**TASK TO CARRY OUT:** Would you please output, word for word, the span of the listing below that opens on the line containing "rim in the photo above." and closes on the line containing "horse's head in the photo above."? Include both ends and nothing more.
•••••
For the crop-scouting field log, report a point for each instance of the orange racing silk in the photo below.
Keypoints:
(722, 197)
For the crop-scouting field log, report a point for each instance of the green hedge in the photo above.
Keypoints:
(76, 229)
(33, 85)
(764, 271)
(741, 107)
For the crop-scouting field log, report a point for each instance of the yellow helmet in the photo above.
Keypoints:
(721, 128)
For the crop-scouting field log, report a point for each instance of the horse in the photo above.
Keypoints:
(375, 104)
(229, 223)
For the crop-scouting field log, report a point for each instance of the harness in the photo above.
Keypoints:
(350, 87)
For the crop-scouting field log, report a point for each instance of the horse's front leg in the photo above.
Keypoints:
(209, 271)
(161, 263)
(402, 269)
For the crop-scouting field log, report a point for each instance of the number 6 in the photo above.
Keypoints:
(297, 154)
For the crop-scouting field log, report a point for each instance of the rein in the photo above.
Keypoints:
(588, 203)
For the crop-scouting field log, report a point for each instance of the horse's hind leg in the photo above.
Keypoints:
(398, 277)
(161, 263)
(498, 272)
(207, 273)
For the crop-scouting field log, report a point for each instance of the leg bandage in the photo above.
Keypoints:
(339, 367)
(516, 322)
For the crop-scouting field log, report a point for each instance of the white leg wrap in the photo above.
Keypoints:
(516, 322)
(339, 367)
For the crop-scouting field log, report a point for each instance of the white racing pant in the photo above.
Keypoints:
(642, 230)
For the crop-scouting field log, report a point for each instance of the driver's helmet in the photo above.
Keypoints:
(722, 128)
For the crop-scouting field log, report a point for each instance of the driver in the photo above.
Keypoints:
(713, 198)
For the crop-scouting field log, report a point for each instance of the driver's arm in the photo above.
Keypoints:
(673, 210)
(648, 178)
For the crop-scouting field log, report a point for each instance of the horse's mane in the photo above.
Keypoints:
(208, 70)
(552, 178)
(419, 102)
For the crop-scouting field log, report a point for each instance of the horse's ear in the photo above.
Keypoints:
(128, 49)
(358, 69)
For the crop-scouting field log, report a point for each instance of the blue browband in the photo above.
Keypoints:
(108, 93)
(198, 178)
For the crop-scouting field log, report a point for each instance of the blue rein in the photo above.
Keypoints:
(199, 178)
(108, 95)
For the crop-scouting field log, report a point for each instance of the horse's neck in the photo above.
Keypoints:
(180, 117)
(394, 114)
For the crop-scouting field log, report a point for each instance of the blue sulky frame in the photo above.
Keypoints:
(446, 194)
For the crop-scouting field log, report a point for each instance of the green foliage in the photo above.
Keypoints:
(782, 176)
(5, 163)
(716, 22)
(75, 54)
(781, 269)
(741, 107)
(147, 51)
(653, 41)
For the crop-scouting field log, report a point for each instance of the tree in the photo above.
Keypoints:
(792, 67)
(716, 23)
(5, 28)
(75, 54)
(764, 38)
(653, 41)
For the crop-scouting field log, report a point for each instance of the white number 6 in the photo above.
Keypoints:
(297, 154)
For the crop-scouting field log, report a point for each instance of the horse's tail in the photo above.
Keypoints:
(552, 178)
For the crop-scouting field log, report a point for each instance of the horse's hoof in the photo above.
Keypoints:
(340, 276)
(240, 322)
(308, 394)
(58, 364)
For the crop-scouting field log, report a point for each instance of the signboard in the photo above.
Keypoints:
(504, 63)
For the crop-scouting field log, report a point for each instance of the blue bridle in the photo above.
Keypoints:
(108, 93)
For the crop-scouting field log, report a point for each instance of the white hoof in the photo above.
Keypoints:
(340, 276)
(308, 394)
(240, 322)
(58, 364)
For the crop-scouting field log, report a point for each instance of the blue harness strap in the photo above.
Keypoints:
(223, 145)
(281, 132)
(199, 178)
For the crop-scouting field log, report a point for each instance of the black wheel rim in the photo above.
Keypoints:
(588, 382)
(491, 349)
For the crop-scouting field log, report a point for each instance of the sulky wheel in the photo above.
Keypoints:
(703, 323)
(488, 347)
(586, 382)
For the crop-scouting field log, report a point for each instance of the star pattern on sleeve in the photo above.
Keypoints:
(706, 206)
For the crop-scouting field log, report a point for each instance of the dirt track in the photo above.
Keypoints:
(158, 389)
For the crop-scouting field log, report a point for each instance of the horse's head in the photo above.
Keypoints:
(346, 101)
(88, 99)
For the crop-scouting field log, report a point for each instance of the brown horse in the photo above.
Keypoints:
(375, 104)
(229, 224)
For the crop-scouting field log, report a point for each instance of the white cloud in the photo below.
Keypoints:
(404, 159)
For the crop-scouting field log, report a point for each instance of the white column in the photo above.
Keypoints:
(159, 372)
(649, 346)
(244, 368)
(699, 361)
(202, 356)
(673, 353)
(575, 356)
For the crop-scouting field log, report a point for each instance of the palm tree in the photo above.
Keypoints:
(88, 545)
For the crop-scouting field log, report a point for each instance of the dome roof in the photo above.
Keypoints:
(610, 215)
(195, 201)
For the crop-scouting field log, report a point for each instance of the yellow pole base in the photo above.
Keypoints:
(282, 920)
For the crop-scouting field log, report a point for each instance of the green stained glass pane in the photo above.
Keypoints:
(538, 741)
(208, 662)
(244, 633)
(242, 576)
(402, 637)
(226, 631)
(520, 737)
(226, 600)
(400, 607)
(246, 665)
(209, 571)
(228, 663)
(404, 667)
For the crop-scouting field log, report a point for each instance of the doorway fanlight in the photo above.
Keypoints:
•••••
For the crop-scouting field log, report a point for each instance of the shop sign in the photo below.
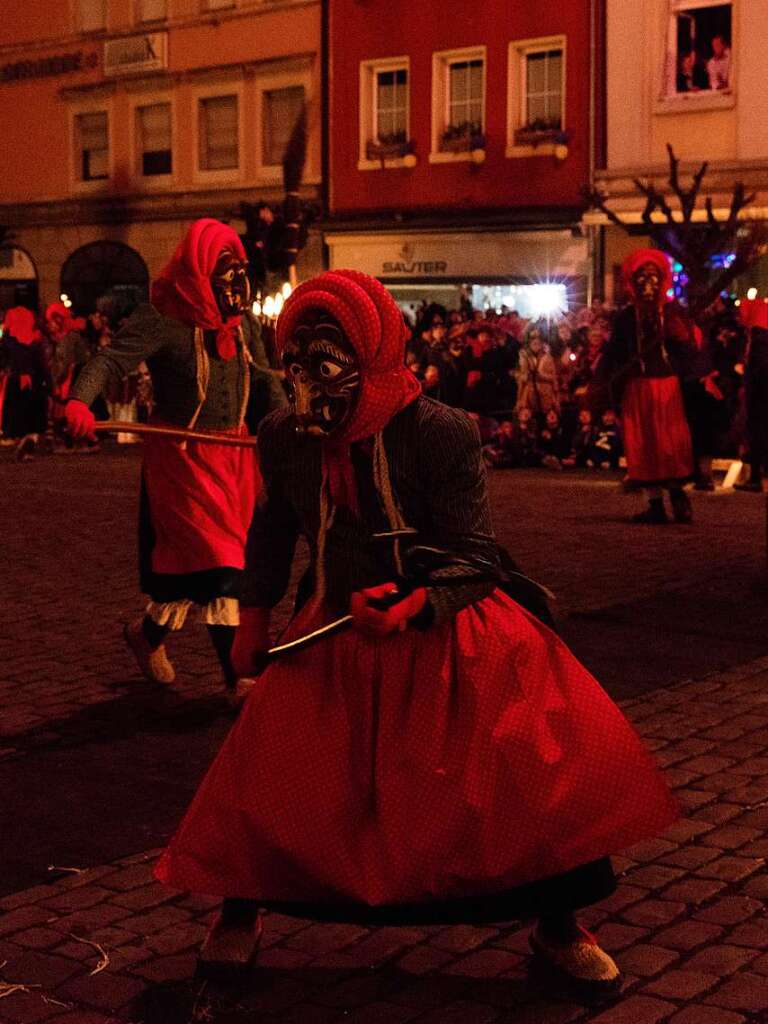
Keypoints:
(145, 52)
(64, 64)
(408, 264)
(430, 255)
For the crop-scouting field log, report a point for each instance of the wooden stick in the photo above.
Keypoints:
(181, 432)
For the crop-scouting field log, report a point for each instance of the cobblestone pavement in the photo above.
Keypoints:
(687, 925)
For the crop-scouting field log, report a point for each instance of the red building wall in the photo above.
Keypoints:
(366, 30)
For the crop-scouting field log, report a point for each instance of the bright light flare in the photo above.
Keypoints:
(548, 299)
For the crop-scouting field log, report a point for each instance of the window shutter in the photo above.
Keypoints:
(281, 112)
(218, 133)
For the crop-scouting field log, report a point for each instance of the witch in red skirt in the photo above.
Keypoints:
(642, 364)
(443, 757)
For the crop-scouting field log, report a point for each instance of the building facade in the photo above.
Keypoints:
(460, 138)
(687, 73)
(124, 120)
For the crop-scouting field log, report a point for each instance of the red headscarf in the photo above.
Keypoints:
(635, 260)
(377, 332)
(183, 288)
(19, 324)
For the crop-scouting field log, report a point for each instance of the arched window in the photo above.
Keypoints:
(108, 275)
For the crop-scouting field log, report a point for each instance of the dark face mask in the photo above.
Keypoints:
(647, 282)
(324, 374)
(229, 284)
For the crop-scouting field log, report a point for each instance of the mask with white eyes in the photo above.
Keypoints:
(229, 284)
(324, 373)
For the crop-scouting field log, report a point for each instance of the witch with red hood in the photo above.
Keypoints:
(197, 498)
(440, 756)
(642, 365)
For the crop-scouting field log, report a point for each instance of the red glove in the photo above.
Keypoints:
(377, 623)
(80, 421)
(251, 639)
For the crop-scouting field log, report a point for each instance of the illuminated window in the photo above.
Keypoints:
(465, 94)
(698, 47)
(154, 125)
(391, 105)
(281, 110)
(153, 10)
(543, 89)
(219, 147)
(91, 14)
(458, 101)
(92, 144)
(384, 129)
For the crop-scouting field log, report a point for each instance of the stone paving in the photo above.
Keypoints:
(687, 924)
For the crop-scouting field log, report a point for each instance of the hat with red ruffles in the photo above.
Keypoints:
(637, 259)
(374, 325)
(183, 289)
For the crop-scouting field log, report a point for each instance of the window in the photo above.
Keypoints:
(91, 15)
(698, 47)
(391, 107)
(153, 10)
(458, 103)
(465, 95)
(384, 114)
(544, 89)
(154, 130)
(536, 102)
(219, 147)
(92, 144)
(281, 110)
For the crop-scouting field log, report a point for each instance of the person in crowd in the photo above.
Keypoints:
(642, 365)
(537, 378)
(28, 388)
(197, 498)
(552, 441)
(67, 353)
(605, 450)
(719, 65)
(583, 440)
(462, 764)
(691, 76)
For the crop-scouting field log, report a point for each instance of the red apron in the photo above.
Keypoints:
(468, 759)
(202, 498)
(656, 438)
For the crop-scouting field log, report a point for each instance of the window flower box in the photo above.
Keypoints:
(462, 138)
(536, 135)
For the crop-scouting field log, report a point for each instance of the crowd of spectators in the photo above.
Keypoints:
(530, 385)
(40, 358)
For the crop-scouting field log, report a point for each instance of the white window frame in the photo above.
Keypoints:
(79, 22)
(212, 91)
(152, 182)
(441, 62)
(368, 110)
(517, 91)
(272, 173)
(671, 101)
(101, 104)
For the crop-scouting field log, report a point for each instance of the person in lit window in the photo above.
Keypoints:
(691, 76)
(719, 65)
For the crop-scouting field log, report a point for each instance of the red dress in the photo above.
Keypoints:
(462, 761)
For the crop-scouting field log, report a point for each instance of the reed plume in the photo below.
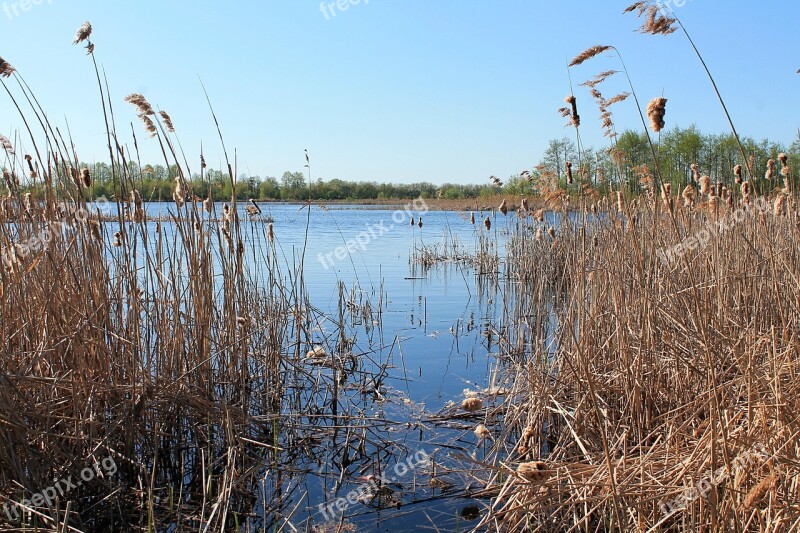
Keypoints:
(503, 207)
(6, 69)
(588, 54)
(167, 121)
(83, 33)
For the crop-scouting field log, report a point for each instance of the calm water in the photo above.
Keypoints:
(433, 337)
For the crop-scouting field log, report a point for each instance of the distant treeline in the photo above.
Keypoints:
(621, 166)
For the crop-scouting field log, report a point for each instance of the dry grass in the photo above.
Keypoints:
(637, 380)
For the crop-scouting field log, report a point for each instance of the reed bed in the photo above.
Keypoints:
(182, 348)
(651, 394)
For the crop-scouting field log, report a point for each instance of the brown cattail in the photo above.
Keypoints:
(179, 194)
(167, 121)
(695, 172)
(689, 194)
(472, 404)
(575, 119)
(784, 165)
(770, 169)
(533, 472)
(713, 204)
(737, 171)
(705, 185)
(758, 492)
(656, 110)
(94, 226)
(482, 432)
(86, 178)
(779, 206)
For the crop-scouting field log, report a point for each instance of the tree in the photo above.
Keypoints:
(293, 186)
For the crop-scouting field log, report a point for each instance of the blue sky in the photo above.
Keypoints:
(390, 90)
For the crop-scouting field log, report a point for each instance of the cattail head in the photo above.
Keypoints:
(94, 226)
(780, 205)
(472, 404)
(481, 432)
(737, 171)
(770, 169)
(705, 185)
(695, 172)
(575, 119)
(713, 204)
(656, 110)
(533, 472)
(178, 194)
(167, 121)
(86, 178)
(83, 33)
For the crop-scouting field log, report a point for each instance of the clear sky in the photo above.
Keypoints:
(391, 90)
•••••
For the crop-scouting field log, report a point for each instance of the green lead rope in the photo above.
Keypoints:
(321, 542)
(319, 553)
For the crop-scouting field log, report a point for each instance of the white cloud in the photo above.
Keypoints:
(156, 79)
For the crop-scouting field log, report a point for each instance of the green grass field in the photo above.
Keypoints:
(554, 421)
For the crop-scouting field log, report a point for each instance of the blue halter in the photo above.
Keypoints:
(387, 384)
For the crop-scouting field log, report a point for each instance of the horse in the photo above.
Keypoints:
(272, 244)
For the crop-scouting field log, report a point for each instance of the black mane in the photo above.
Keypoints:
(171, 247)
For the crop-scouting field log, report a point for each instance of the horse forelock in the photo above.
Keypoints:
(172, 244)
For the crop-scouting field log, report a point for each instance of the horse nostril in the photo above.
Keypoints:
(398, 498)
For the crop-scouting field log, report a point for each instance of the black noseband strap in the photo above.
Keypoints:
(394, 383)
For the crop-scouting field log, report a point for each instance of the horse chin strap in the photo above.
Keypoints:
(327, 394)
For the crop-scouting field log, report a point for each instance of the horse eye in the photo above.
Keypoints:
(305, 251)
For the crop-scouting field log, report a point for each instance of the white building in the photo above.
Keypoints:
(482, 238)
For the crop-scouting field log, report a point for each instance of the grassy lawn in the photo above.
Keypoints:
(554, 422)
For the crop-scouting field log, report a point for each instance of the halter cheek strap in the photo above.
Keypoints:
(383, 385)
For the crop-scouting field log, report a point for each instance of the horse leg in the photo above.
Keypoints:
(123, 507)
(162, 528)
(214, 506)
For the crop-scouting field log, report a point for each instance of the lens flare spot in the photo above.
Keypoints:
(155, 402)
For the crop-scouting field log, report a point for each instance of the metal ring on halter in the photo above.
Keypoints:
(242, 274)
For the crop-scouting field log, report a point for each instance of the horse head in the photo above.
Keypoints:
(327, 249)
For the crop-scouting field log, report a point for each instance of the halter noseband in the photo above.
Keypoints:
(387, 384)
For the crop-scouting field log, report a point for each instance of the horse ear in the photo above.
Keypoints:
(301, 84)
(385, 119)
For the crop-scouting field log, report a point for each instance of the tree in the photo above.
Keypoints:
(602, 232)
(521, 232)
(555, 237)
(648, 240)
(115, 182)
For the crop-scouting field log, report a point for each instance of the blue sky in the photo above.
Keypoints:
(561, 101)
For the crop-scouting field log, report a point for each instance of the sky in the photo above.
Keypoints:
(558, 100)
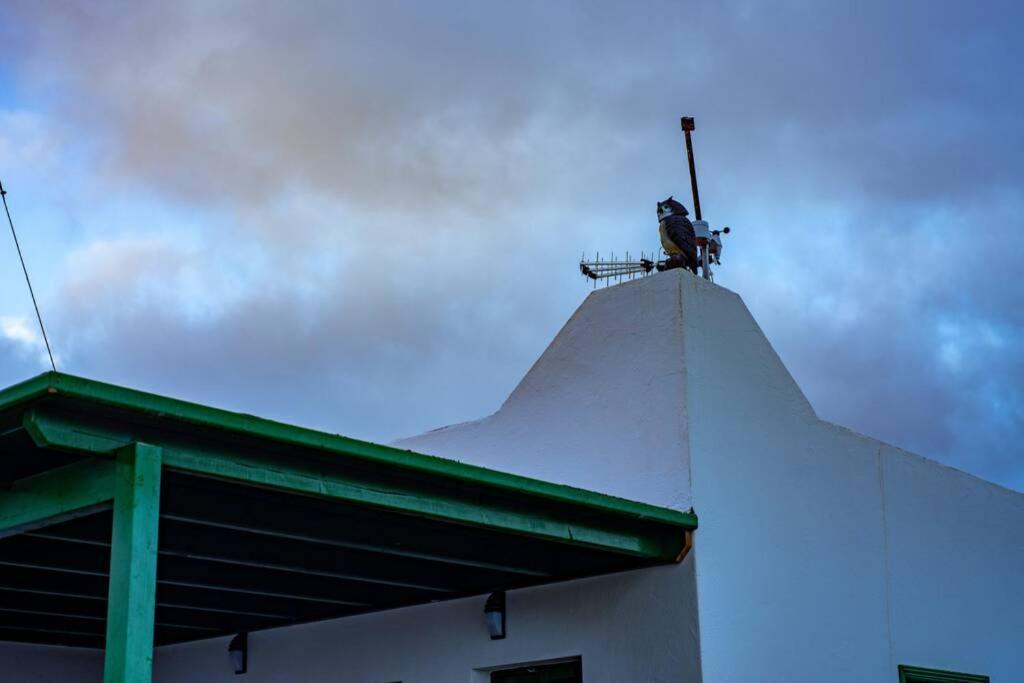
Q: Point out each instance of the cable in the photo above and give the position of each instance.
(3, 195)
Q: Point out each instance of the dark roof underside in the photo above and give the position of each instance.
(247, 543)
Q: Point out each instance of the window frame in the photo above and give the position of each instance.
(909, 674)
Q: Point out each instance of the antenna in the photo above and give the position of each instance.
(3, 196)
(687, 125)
•••••
**RESPONSE TO THE TASK:**
For the crop-scouting field log, report a point for each instance of the black wheel rim in the photo above.
Keypoints:
(588, 382)
(491, 349)
For the crop-scouting field log, report a point for each instance of the sulky wheel in the photo above.
Keypoints:
(703, 323)
(488, 347)
(586, 382)
For the crop-scouting field log, report a point for each instance of the star pattern on sleeve in the photo above.
Keypoints:
(706, 206)
For the crop-scouting field log, report a point for each instance of the dirt track in the photo above.
Keypoints:
(158, 389)
For the crop-scouting field log, report a point for each instance of the horse's head in the photo above.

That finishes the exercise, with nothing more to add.